### THINGS TO DO
1: In the pet insurance post, what percentage does PetPlan cover when a pet is referred to a specialist?
2: Proceed with the pet insurance post, picking up right after its last sentence.

### TEXT FOR ANALYSIS
.....

# My thoughts on pet insurance after a lot of research...



## Serawyn (May 23, 2011)

For my dog, a purebred 10 month golden puppy:

*Trupanion:*
90% coverage with 10% copay
$250 deductible (you can call to adjust your deductible higher or lower if you want)
insurance is in affect after 5 days of purchasing insurance, 15 days for genetic illnesses
Optional plan includes all genetic diseases including hip dysplasia, therapeutic treatments, acupuncture treatments related to a medical problem, and behavior modification training if your vet says it is related to a medical illness
*$46/month premium* for the regular insurance + optional insurance plan ( a minimum of 7% increase every year to your premium)
regular insurance is $34/month + $11/month for the optional insurance to include genetic diseases related to the breed

*Healthy Paws:*
90% coverage with 10% copay
$250 deductible (deductible amount cannot be changed at any time. Once you choose this amount, it stays this way for the lifetime of the insurance)
insurance is in affect after 15 days purchasing insurance, 12 months for hip dysplasia to be covered
covers all genetic diseases including hip dysplasia
*$36/month premium* with a 7-11% increase every year.

*PetPlan: *
up to 100% coverage depending on your deductible
In our case, if we went with 90% at $250 deductible, the cost would be *$39/month premium*
yearly premium increase can be up to 15%
If your pet needs to be referred to a specialist, PetPlan only covers 75% 

We ruled out PetPlan because the cost is comparable to Healthy Paws, but its specialist coverage is less. I am lucky to be located to UC Davis so the vet care there is really excellent. I would want to take our dog there, but that means it would be covered at 75% The biggest reason I went with Healthy Paws over Trupanion is not because it covers more. It has very similar if not the same coverage to Trupanion (if we include the optional insurance from Trupanion). As we know, goldens are prone to hip problems even with clearances and if you're buying insurance, you're trying to prepare for the unexpected anyway. No breeder will guarantee NO hip issue in their line. It's that over a 10 year period, Trupanion has the potential to go up by a LOT more. 

After speaking with representatives from each company multiple times and asking them different scenarios about vet rate increases in the last 10 years for my area, I realized Trupanion's premium can double in a year or two. Theoretically, both companies do NOT increase their premiums due to the age of the pet. For example, if you bought insurance now when your dog is 1 year old, it is still cheaper than if you enrolled your dog 2 years down the road. But, if you enroll your dog now and the cost of veterinary care goes up in your area (which you can't' predict), it will most likely be higher each year anyway.

.....

### INFORMATION
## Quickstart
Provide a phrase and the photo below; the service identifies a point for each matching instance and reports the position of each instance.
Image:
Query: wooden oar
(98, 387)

.....

### RESPONSES PER TASK
1: 75%

2:
Trupanion was not ready to send me a certified letter to guarantee that veterinary care cannot be expected to exceed 11% each year. Healthy Paw did.

*Why we decided to buy pet insurance:*
If my dog lived 10 years, and IF there is an increase of 11% every year (that's the max Healthy Paws would increase in our case), we would be paying $7600 in insurance over those 10 years. It seems a lot, but say your dog goes in for an obstruction, x-ray and surgery will be at least $3k. Even the healthiest dog will need some sort of treatments toward the end of its life. For us, owning a young dog is wonderful. But it also means she will have the potential to run, jump, eat things, get into accidents that we can't predict. If in 10 years, she got into 3 accidents, that can be the equivalent of our 10 years insurance premium, if not more. If she ended up needing hip surgery, it's $8k per hip, $16k total, more than double what we'd be paying for in insurance.

We have money in our savings to pay for any surgery so unlike people who can't afford to pay, we will never put our dog down due to any illness/surgery needs . That means it is better for us, personally, to get insurance for our peace of mind. We never want to be in a spot where we would say, " We have the money, but do we want to spend it on surgery or should we still go to Spain, France, take an extra 2 months off for maternity leave, remodel the bathroom, etc.?" Ellie is our family member and if we have health insurance for ourselves, we are buying insurance for her.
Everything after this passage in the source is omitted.